Excerpted text:
It’s amazing how different siblings can be. My second son, now nearly 10 years old, played on a farm league baseball team when he was about 5. Farm league, for those who don’t spend their lives sitting on the sidelines of a baseball field, is essentially T-ball without the tee.
On a beautiful June day, he was hit on the cheek by a pitch. A wobbly pitch, slowly lobbed no more than 10 feet by another 5-year-old. The impact was so “severe” that it didn’t even leave a red mark on his face. He refused to step foot on the baseball field for the next three years. After this three-year break, he agreed to play one more season, and he played rather well. During sign ups this year, I thought he would enjoy playing again. Instead, when I asked if he’d like to play, I was met with a horrified, “But MOM! I was HIT with a PITCH! In the FACE!”
He began guitar lessons instead. I’m pleased to report that he has yet to get hit in the face by the guitar.
In stark contrast to his younger brother is my oldest son. Every ounce of his wiry, 11-year-old frame oozes a love for sports. (And body odor. My word, puberty stinks. Parents should be handed a gift basket of air freshener and clothes pins for their noses as a consolation prize at their child’s 11th birthday party. But, I digress.) This kid wakes up in the morning to check the scores and spends from school dismissal to dusk outside playing basketball or baseball with the neighborhood kids. Sports = life.
To say he was elated to be drafted onto a majors team in little league this year would be the understatement of the century.
Before the start of the season, his new team met a number of times for practice. On this particular day, my husband took him to practice, and I stayed home with our four other children. They had been at practice for about 45 minutes when I received a text from my husband.
He got hit with a ball.
I responded with a slight smile, asking if he was alright — as my other son’s tragic, “career ending” episode played out in my mind. I received no answer, which was not unusual for my husband, and returned to what I had been doing.
About 10 minutes after that text came, I heard our car door slam. My husband ran in the door, somewhat frantically saying he needed insurance cards to go to the ER. Our son’s nose was almost undoubtedly broken. In a slight panic, I ran out to the car.

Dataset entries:
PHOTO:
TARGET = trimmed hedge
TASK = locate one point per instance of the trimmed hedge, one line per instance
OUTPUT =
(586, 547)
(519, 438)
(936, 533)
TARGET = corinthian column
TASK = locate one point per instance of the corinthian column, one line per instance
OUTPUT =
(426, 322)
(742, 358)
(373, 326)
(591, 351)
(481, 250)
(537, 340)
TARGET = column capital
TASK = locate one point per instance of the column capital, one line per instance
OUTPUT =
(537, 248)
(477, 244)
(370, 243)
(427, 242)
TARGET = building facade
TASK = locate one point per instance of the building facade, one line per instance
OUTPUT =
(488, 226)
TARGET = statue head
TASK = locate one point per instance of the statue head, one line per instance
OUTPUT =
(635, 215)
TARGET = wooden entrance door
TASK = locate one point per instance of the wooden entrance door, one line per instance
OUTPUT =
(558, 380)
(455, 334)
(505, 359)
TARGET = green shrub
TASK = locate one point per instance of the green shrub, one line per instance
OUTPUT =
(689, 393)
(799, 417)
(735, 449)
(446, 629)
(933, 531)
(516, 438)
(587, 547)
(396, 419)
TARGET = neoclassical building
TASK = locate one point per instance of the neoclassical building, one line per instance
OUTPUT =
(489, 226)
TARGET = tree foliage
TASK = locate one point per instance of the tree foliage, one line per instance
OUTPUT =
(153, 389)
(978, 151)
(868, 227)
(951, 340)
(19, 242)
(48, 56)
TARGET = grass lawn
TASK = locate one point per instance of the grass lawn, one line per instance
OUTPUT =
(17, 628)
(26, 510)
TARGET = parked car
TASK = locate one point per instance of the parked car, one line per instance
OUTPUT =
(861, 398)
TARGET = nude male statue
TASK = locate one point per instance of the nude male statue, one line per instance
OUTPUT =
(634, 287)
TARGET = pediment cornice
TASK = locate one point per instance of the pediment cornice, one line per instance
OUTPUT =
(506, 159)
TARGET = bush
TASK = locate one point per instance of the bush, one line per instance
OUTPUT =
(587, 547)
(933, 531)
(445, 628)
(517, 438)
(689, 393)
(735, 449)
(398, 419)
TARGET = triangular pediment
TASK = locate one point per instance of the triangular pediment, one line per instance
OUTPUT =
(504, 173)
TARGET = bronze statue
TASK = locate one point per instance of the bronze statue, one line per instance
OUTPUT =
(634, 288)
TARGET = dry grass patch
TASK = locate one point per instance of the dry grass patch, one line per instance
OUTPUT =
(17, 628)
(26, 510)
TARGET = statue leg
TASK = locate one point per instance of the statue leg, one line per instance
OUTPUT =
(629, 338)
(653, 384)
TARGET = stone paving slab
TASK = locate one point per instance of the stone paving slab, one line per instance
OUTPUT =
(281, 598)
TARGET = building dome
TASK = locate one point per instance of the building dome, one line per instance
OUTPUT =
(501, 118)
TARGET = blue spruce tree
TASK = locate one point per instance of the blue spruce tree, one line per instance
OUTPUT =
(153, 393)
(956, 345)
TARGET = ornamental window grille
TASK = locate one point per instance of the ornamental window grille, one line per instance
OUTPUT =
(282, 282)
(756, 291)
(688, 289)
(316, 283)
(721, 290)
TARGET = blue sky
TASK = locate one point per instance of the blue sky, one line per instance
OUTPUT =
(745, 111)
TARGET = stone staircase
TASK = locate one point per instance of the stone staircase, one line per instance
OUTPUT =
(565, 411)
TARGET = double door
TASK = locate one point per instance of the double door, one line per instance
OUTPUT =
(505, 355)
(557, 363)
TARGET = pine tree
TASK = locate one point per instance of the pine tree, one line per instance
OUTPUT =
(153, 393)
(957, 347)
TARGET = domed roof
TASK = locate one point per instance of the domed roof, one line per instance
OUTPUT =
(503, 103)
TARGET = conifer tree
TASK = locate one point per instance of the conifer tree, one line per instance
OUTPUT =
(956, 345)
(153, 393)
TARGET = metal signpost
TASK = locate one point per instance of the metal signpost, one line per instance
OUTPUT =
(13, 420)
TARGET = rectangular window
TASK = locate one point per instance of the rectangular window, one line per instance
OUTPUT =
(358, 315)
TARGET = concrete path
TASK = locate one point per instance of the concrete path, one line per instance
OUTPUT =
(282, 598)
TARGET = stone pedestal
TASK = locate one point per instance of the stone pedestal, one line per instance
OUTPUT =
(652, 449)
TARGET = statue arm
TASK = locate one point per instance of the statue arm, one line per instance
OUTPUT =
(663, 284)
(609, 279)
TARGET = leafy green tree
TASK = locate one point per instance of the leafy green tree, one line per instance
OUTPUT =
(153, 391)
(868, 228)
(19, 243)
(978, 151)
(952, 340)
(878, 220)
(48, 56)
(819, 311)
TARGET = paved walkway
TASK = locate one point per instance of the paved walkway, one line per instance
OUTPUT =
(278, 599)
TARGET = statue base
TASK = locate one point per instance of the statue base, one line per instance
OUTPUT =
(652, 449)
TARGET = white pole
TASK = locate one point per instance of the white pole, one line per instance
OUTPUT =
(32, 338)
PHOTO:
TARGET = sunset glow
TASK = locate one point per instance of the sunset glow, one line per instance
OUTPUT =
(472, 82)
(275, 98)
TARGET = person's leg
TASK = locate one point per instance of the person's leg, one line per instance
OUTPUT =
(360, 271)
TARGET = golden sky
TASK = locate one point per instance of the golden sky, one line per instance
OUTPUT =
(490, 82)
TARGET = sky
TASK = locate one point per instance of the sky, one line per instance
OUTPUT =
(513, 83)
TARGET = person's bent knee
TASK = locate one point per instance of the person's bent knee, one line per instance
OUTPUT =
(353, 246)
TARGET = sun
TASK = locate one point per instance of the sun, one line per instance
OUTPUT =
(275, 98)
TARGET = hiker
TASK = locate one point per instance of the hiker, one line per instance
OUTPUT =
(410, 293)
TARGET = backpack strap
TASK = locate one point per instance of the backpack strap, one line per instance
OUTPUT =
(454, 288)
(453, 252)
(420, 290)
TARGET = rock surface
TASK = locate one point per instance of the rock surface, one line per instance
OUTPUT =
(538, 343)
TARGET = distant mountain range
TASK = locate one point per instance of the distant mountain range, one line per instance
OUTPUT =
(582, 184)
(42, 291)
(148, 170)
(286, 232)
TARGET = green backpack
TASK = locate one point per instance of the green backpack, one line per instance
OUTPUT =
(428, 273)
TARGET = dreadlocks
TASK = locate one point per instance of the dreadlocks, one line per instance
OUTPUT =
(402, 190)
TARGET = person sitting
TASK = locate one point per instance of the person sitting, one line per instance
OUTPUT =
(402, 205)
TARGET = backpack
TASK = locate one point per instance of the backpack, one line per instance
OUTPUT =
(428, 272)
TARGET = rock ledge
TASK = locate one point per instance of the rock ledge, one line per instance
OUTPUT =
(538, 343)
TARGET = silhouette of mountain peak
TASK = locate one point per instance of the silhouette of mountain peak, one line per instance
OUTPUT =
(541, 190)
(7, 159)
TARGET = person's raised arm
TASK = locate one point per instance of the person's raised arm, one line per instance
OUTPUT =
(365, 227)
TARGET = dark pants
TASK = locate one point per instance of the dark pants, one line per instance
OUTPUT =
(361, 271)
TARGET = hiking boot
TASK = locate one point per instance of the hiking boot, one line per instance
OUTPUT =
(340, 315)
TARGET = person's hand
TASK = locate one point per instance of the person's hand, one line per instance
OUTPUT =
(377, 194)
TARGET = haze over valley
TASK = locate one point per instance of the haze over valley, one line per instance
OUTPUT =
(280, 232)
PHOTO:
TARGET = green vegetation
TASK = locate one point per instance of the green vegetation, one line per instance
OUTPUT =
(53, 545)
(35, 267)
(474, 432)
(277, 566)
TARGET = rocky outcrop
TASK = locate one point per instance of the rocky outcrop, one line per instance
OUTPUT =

Exercise: Duplicate the part of the essay about the two sons and baseball starting with "Before the start" and going on through "with a ball.". The data above has nothing to do with the essay about the two sons and baseball.

Finished exercise:
Before the start of the season, his new team met a number of times for practice. On this particular day, my husband took him to practice, and I stayed home with our four other children. They had been at practice for about 45 minutes when I received a text from my husband.
He got hit with a ball.